On further reflection, this stock market outcome is not all that surprising. We know that the core function of the stock market is to anticipate and discount future events. It is always looking ahead and often by almost a year.
At pivot points in the economy when a recession might transition to a recovery, stocks can become disconnected from the current reality of weakness and get connected to a new future reality of strength.
We demonstrate this discounting mechanism both visually and empirically in Figure 4.
Source: Bloomberg, Evercore ISI Research
Figure 4 plots three S&P 500 variables – prices, price-to-earnings multiples and aggregate earnings. It traces the trajectory for Price (P), Price/Earnings (PE) and Earnings (E) during recessionary bear markets.
Time t = 0 coincides with the low point of the bear market seen during a recession. P, PE and E are all indexed to 100 at t = 0. All data points to the left of t = 0 are prior to the market bottom. All observations to the right of t = 0 are after the market has bottomed out.
In this framework, the trajectory for P is hardly surprising. Prices decline before they hit bottom and then rise thereafter. This V-shape trajectory for P is merely a truism. Stock valuations or PE follow a similar trajectory. The trough in P and PE is marked by a red circle.
Now here is the interesting observation from Figure 4. The solid black line traces the trajectory for Earnings (E) during a recession. As expected, earnings decline as the recession unfolds. E eventually bottoms out as marked by the red oval, but it does so well after P and PE have bottomed out.
So here is the answer to the seemingly confounding earnings conundrum. The trough in prices and P/E multiples leads the trough in earnings. Stock prices anticipate the eventual low point of earnings well before it happens.
How far in advance do stocks bottom out before earnings do? The readings on the x-axis suggest that this lead time can be around a year or so.
If the earnings recession of 2023 ends up being short and shallow as we expect, it is conceivable that the October 2022 low in S&P 500 price and P/E multiple was in anticipation of trough earnings in 2023.
If that were the case, then we could be in the zone between the red circle and red oval in Figure 4 where stock prices and valuations go up even as earnings go down.
We assign a lower probability to a deep economic or earnings recession than the consensus. We believe the market may well have priced any remaining economic or earnings weakness for 2023 through its discounting mechanism.

§ Extracted data
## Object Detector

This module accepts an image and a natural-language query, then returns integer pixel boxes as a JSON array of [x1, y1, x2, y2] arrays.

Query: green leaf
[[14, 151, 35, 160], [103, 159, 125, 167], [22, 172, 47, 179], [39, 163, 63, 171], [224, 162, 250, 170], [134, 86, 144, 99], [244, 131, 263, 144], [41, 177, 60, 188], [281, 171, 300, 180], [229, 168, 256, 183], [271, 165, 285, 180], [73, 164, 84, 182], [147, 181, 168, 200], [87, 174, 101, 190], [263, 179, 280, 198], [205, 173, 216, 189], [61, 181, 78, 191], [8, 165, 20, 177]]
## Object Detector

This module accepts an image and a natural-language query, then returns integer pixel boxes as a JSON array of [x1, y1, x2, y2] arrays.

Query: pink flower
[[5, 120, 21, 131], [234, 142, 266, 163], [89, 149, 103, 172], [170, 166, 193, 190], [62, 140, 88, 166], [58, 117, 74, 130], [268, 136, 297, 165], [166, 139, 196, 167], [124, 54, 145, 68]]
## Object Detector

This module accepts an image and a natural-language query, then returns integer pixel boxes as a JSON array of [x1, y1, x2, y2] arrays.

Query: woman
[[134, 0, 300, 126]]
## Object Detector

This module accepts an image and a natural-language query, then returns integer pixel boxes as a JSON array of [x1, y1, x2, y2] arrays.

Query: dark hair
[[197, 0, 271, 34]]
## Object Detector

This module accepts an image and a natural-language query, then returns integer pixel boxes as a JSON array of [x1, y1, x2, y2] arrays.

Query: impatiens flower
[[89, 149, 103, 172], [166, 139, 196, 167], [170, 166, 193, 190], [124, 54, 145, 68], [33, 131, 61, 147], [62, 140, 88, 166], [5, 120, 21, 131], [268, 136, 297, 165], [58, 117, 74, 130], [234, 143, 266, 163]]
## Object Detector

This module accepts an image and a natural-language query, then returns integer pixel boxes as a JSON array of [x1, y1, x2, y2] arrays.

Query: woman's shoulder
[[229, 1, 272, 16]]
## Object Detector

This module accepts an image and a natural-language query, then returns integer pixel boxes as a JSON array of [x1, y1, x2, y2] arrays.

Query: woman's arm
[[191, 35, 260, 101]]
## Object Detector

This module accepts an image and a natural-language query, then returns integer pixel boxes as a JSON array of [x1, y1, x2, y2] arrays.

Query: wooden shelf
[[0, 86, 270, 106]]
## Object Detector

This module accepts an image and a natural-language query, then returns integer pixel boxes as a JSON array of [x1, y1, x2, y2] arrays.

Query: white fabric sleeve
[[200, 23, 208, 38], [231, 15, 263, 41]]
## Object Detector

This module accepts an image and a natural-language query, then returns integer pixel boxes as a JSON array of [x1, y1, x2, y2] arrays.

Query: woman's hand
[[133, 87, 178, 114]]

§ Tasks to complete
- A) In the stock market commentary, about how far in advance do stocks bottom out before earnings do, according to the x-axis readings of Figure 4?
- B) List the S&P 500 variables that Figure 4 plots, according to the stock market commentary.
- C) Continue the stock market commentary on the 2023 earnings recession, picking up after its last sentence.

§ Answers per task
- A) Around a year or so.

- B) Prices (P), price-to-earnings multiples (PE), and aggregate earnings (E).

- C)
Bear markets, especially ones that are accompanied by a recession, can be long, painful and a true litmus test of patience and endurance. So here is our economic and market outlook for 2023 and beyond to help investors navigate the second year of this difficult bear market. We believe:
- Services inflation will be less sticky than feared and gradually abate
- Rent inflation will decline in the coming months as lagged effects roll over
- Wage inflation will subside but not all the way down to its pre-Covid levels
- Overall inflation will likely normalize at 2.5% – 3.0% in 18 to 24 months
- A slowing economy and cooling inflation will give the Fed more flexibility than it anticipates
- Greater Fed flexibility will prevent any potential recession from becoming deep and protracted
- The earnings recession will also be short and shallow, in line with a potential economic recession
- Stock prices and price/earnings multiples may have bottomed ahead of the trough in earnings
- Stocks may be impervious to further declines in earnings
- Stocks and bonds will deliver a decent equity risk premium and term premium
- Bonds will provide better diversification than they have in the past
In the midst of high uncertainty, we remain vigilant but also cautiously optimistic. We continue to emphasize portfolio diversification, risk management and high quality investments.
Services inflation may be less sticky than feared and gradually abate.
A slowing economy and cooling inflation may give the Fed more flexibility than it anticipates.